When you reach the line in the listing below that contains "Objective - one point per instance of the rocky", begin returning lines exactly as written, and stop after the line that contains "Objective - one point per instance of the blue". Return no other lines.
=== Section Start ===
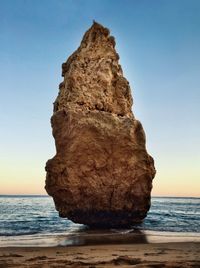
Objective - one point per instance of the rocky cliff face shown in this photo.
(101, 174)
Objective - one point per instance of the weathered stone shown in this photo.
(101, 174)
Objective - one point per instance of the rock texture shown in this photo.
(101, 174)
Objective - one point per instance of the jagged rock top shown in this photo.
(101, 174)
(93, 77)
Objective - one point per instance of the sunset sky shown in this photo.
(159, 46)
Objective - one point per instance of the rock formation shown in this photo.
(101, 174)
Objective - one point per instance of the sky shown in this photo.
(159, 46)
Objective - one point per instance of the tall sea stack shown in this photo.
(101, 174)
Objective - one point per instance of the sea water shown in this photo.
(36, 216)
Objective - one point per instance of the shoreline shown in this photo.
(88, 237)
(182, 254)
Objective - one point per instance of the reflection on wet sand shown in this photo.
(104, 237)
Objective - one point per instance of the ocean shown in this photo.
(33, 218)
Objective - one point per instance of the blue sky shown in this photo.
=== Section End ===
=== Section Start ===
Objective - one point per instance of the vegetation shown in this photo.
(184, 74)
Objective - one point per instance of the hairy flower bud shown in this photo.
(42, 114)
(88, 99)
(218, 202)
=== Section End ===
ANSWER AREA:
Objective - one point per instance of the rocky cliff face shown in this photo.
(101, 174)
Objective - one point per instance of the weathered stone shown in this photo.
(101, 174)
Objective - one point per instance of the rock texture shown in this photo.
(101, 174)
Objective - one point per instance of the jagged rock top shown in this photo.
(101, 174)
(93, 77)
Objective - one point per instance of the sunset sky shown in this photo.
(159, 46)
Objective - one point per instance of the rock formation shown in this photo.
(101, 174)
Objective - one point per instance of the sky shown in this photo.
(159, 46)
Objective - one point per instance of the tall sea stack shown in this photo.
(101, 174)
Objective - one point per instance of the sea water shown in this photo.
(36, 216)
Objective - one point per instance of the shoreline shown in this photo.
(88, 237)
(182, 254)
Objective - one point per instance of the reflection on wet sand shown in this photo.
(104, 237)
Objective - one point per instance of the ocean shown in this photo.
(33, 218)
Objective - one point per instance of the blue sky shown in this photo.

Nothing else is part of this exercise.